··· PROVIDED RECORDS ···
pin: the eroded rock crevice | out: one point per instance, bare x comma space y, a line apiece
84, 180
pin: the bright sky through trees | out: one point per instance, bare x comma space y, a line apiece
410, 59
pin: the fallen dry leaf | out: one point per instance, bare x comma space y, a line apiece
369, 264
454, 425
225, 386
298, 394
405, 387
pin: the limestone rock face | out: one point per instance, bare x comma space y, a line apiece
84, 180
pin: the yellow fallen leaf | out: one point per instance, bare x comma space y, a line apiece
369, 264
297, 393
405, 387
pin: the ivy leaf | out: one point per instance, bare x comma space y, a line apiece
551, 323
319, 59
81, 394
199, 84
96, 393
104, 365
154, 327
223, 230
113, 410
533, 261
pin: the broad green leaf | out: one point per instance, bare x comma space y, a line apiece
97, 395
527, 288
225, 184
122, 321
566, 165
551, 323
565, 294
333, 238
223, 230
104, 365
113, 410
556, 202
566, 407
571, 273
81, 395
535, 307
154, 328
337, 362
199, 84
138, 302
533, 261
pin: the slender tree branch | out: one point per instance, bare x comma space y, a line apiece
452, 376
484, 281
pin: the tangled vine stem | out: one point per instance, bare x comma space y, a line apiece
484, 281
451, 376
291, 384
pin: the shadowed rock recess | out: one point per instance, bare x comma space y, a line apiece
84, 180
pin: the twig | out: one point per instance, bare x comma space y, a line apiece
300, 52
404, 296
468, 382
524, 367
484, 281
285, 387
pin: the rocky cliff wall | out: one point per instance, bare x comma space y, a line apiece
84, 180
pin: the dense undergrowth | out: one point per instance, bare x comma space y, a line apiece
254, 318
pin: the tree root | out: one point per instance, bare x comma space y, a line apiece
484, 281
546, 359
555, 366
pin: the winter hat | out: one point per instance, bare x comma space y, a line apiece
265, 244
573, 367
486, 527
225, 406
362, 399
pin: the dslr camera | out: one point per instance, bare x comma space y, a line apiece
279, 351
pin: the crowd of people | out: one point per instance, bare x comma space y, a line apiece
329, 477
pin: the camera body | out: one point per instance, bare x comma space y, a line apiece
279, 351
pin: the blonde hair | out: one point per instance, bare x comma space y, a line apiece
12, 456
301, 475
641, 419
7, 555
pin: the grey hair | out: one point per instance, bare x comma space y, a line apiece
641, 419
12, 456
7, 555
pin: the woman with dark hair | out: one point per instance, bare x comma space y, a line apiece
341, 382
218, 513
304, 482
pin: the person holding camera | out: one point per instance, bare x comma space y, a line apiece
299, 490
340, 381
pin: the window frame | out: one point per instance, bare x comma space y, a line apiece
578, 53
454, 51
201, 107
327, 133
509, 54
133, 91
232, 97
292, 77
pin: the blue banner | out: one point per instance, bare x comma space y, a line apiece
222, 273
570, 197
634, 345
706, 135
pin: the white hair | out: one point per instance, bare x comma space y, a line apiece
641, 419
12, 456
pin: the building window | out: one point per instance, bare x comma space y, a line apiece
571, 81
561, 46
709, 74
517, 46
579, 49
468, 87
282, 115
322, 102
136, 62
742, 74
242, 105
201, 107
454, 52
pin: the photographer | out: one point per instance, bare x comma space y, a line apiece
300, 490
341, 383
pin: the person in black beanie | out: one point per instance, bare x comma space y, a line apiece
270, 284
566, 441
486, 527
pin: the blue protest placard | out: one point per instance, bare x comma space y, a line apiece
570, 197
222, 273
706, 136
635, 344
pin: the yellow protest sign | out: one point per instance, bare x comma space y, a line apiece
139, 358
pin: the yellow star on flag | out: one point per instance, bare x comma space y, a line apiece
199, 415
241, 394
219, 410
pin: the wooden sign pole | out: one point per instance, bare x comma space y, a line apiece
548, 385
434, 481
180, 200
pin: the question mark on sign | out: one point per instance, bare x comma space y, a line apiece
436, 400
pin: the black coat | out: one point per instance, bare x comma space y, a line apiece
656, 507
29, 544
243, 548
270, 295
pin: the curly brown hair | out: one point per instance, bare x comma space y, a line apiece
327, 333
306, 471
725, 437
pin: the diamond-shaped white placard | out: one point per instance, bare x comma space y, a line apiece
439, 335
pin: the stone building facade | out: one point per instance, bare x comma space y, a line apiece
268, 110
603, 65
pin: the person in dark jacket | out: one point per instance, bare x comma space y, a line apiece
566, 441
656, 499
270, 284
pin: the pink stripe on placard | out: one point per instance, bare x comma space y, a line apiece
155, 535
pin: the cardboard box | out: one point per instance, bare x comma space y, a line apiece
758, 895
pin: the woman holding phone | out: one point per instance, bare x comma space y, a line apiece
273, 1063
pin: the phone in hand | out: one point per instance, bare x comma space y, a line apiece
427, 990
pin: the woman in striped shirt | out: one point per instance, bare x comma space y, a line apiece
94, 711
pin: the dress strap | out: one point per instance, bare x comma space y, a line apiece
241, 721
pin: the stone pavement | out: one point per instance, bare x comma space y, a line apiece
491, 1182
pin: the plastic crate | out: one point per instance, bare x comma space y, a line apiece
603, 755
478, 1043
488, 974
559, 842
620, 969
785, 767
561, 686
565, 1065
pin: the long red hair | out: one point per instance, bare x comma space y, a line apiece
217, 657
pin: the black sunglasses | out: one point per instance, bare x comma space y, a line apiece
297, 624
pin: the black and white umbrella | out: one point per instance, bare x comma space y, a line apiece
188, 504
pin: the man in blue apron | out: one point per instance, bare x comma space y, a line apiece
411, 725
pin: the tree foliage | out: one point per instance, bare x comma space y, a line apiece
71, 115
···
* **AIM OF THE EXERCISE**:
Edit all the lines above so that "a line apiece" becomes "each on its own line" wherever it occurs, and change nothing else.

* **ANSWER TO THIS PROBLEM**:
pin: the eroded rock crevice | out: one point per instance, bare x comma space y, each on its own line
84, 180
pin: the bright sky through trees | out: one point per instance, bare x comma space y, each on its own line
410, 59
pin: the fallen dry leaf | out: one point per instance, bare x comma space y, each on its own line
369, 264
454, 425
225, 386
298, 394
405, 387
pin: the limestone rock face | out: one point per instance, bare x comma space y, each on its own line
84, 180
pin: the yellow fallen leaf | out: one point per instance, bare x comma space y, each on its own line
369, 264
297, 393
405, 387
pin: the ivy leaf | out: one point per instance, bare x comma space y, each on its own line
551, 323
319, 59
81, 394
199, 84
96, 393
104, 365
154, 327
223, 230
113, 410
533, 261
pin: the broad green leaf | out: one point per instance, bare x comma space y, each on its own line
97, 395
527, 288
225, 184
122, 321
566, 165
551, 323
565, 294
333, 238
223, 230
104, 365
113, 410
556, 202
566, 407
571, 273
81, 395
535, 307
154, 328
337, 362
199, 84
138, 302
533, 261
pin: the slender tree branch | out: one point per instance, bare x comma space y, each on its own line
452, 376
484, 281
pin: the tangled vine stem | out: one point per instance, bare x comma space y, each on its own line
484, 281
451, 376
291, 384
pin: the shadowed rock recess | out: one point per instance, bare x comma space y, each on its own line
84, 180
pin: the twig | out: one point per instance, bare x comma space y, each on its own line
300, 52
404, 296
468, 382
524, 367
484, 281
285, 387
pin: the rocky cliff wall | out: one point per instance, bare x comma space y, each on its own line
84, 180
pin: the dense undergrowth | out: one point per instance, bare x comma space y, each on its own line
254, 318
pin: the tree root | out: one point per instance, bare x comma space y, each on its own line
484, 281
546, 359
555, 366
pin: the winter hat | out: one point per instance, bare x comma space y, each on its own line
265, 244
573, 367
486, 527
225, 406
362, 399
pin: the dslr camera | out: one point per instance, bare x comma space y, each on its own line
279, 351
pin: the crowd of people | out: one point per instance, bare x comma space y, each on its own line
329, 477
pin: the camera body | out: one point per instance, bare x comma space y, each on its own line
279, 351
pin: the blonde hair | out: one point per instance, bare x comma space y, each on its own line
12, 456
301, 475
641, 419
7, 555
pin: the grey hair | out: one point per instance, bare x comma space y, each on its own line
641, 419
12, 456
7, 555
pin: the woman with dark hair | out: one point per instance, bare x comma space y, each on its own line
341, 382
218, 513
304, 482
pin: the person holding camera | out: one point per instance, bare x comma space y, each on its own line
299, 490
340, 381
pin: the window frame | out: one point per instance, bare x comma space y, each on its own line
578, 53
454, 51
201, 107
327, 133
509, 54
133, 91
232, 97
292, 77
pin: the blue banner | out: one point per instance, bare x comma space y, each on its own line
222, 273
570, 197
634, 345
706, 135
pin: the white hair | out: one point per instance, bare x comma space y, each on its own line
641, 419
12, 456
pin: the building window | out: one point per instance, bare x comma space y, each on its own line
571, 81
561, 46
709, 74
517, 46
579, 49
468, 87
282, 115
322, 102
136, 62
742, 74
242, 105
201, 107
454, 52
pin: the photographer | out: one point per instance, bare x comma space y, each on its own line
300, 490
341, 383
pin: the person in black beanie | out: one point per instance, bare x comma space y, each on its own line
270, 284
566, 441
486, 527
pin: the blue protest placard | out: one point per instance, bare x comma space y, each on its own line
570, 197
222, 273
706, 136
635, 344
pin: the yellow protest sign | out: one point per instance, bare x comma space y, each on its own line
139, 358
pin: the yellow star on flag | out: one point per instance, bare x comma space y, each on its own line
199, 415
241, 394
219, 410
pin: the wooden sign pole | out: one point per instance, bare x comma space y, each on its own line
548, 385
434, 481
180, 200
pin: the question mark on sign | out: one point per instance, bare x comma space y, each on its own line
436, 400
pin: the black coat | out: one point per instance, bare x comma space y, each on its own line
656, 507
29, 544
243, 548
270, 295
pin: the curly brown hair | out: one point per instance, bare x comma space y, each on its own line
327, 333
306, 471
725, 437
pin: the diamond-shaped white placard | out: one point per instance, bare x comma space y, each on its own line
439, 335
pin: the stone building facade | out: one point per instance, bare x comma space y, each on its own line
268, 110
603, 65
pin: the person in dark jacket | out: one point per instance, bare x comma space y, each on its own line
566, 441
656, 499
270, 284
pin: the pink stripe on placard | out: one point per instance, bare x comma space y, each on its own line
155, 535
pin: the cardboard box | out: one point per instance, bare x comma space y, each on its own line
758, 895
pin: the woman holding phone | out: one point per instance, bare x comma space y, each on its own line
273, 1063
pin: the phone in hand | out: one point per instance, bare x comma space y, each on its own line
427, 990
pin: the woman in striped shirt | out: one point per instance, bare x comma space y, each on its own line
94, 711
pin: the dress strap | out: one point per instance, bare x comma space y, each on its own line
241, 721
pin: the stone pavement | out: one point per instance, bare x comma space y, each on its own line
491, 1182
pin: the plastic crate | out: one point per instance, bare x comma space y, each on its own line
603, 755
478, 1043
488, 974
559, 842
620, 969
785, 767
561, 686
565, 1065
pin: the long red hair | out: one point per instance, bare x comma space y, each on its own line
217, 657
pin: the black sunglasses | out: one point per instance, bare x comma space y, each on its own line
297, 624
pin: the black and white umbrella | out: one point per instance, bare x comma space y, each on its own line
188, 504
pin: the man in blue apron | out: one point per instance, bare x comma space y, each on its own line
411, 725
pin: the tree foliage | out: one point per instance, bare x comma space y, each on its own line
71, 115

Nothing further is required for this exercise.